> **Work instruction**: Across the listing below, how many lines include the word "building"? The answer is that number, with nothing added.
◇ ◇ ◇ ◇ ◇ ◇ ◇
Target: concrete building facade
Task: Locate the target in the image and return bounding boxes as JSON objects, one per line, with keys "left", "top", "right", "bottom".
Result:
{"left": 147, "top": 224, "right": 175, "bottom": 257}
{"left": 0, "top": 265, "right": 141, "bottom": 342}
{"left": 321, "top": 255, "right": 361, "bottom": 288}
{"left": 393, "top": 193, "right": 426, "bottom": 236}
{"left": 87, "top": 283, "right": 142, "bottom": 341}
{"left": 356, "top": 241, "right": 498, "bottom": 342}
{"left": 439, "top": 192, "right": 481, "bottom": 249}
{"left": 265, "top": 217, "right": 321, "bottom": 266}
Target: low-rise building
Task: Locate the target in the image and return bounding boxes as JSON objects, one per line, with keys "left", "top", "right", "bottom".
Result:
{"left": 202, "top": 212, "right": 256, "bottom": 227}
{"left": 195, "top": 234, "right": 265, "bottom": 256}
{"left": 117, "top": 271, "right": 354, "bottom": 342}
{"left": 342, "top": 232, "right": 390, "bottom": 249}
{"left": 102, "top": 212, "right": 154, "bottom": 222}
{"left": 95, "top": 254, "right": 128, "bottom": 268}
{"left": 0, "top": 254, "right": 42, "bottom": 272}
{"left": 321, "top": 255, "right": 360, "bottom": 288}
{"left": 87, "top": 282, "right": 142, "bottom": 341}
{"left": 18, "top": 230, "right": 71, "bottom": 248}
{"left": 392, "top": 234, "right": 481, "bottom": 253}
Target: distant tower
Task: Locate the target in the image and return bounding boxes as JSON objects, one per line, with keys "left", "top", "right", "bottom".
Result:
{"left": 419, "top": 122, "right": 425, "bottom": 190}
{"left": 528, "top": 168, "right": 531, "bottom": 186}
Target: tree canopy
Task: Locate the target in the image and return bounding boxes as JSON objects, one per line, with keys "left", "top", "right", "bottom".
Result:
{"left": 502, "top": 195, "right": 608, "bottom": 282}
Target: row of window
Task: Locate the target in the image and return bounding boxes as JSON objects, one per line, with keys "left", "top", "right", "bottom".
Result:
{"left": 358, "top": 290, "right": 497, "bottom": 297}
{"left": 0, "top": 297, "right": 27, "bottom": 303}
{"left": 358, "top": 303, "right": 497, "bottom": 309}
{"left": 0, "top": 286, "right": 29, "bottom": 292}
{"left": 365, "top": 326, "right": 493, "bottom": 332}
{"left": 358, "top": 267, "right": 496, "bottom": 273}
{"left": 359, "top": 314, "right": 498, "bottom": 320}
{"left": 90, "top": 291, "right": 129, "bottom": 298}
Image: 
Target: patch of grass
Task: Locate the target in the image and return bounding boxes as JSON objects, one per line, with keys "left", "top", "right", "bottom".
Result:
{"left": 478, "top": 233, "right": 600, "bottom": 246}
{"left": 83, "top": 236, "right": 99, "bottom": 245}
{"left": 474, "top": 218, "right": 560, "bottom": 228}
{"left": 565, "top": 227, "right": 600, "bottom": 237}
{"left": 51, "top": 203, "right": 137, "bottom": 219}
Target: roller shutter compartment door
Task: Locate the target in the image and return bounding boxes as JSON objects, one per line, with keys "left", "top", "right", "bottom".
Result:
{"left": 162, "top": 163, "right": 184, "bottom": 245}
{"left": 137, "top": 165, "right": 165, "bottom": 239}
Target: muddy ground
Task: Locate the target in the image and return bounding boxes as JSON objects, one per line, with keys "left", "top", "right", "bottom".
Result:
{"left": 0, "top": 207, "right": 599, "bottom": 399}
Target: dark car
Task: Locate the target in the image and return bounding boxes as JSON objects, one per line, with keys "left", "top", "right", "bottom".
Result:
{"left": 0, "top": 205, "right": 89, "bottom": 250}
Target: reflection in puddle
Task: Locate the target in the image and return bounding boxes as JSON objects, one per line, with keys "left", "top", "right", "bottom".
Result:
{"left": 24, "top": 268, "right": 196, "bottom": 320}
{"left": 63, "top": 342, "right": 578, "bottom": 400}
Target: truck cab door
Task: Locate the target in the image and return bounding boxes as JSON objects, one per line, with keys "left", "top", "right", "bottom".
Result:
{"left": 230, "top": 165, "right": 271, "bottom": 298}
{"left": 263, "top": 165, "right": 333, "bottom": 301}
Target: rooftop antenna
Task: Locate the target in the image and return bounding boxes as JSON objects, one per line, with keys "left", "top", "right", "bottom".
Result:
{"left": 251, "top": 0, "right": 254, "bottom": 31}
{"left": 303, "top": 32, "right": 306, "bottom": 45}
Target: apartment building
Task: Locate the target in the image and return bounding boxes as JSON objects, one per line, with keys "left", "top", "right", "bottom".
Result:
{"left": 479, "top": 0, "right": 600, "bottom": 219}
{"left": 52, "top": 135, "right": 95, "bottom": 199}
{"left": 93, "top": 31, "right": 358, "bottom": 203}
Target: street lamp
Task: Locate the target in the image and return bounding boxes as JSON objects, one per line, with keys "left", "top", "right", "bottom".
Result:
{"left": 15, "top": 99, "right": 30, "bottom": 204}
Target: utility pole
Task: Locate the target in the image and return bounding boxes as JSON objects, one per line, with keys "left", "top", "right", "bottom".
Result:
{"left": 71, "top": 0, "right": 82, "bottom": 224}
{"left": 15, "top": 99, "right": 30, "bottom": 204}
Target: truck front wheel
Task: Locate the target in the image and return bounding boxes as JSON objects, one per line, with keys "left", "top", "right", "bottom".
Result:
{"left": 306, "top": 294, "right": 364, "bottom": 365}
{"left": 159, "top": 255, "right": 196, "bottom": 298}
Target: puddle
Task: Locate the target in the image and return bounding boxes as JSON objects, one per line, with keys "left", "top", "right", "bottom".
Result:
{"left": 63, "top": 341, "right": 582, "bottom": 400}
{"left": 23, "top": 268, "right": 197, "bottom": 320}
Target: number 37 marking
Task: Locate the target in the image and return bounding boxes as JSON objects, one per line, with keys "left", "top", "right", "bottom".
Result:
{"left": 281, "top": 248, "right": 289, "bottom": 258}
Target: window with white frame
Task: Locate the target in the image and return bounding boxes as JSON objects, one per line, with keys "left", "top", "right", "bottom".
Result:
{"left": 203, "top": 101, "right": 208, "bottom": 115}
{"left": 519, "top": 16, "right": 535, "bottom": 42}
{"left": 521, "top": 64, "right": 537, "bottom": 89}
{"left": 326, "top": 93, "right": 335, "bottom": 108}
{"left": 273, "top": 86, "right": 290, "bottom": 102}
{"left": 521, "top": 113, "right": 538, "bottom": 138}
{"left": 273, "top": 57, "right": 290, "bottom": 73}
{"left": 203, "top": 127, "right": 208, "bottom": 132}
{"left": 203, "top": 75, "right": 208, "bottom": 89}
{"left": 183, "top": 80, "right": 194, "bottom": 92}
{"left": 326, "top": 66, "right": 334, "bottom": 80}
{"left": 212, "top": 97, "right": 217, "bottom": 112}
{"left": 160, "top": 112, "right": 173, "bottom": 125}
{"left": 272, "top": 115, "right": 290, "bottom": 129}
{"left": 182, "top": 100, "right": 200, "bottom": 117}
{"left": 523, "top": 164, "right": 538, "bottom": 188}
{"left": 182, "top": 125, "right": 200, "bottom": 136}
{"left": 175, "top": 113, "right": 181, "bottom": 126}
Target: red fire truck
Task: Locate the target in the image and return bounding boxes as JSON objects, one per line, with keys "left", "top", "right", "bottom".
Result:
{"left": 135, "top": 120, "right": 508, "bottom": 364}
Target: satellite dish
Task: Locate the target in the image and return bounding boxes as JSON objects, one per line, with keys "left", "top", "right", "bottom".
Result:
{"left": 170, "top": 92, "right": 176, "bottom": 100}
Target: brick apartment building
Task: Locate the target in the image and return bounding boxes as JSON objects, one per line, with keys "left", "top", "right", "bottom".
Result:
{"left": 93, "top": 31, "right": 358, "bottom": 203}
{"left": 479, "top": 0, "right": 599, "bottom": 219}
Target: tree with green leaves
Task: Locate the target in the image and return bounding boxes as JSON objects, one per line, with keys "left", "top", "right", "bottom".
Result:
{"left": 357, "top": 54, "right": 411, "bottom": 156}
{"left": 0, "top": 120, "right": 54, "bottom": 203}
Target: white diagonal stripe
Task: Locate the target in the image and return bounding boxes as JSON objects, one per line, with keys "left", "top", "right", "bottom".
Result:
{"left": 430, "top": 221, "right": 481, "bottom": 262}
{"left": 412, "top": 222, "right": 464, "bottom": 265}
◇ ◇ ◇ ◇ ◇ ◇ ◇
> **Your response**: 4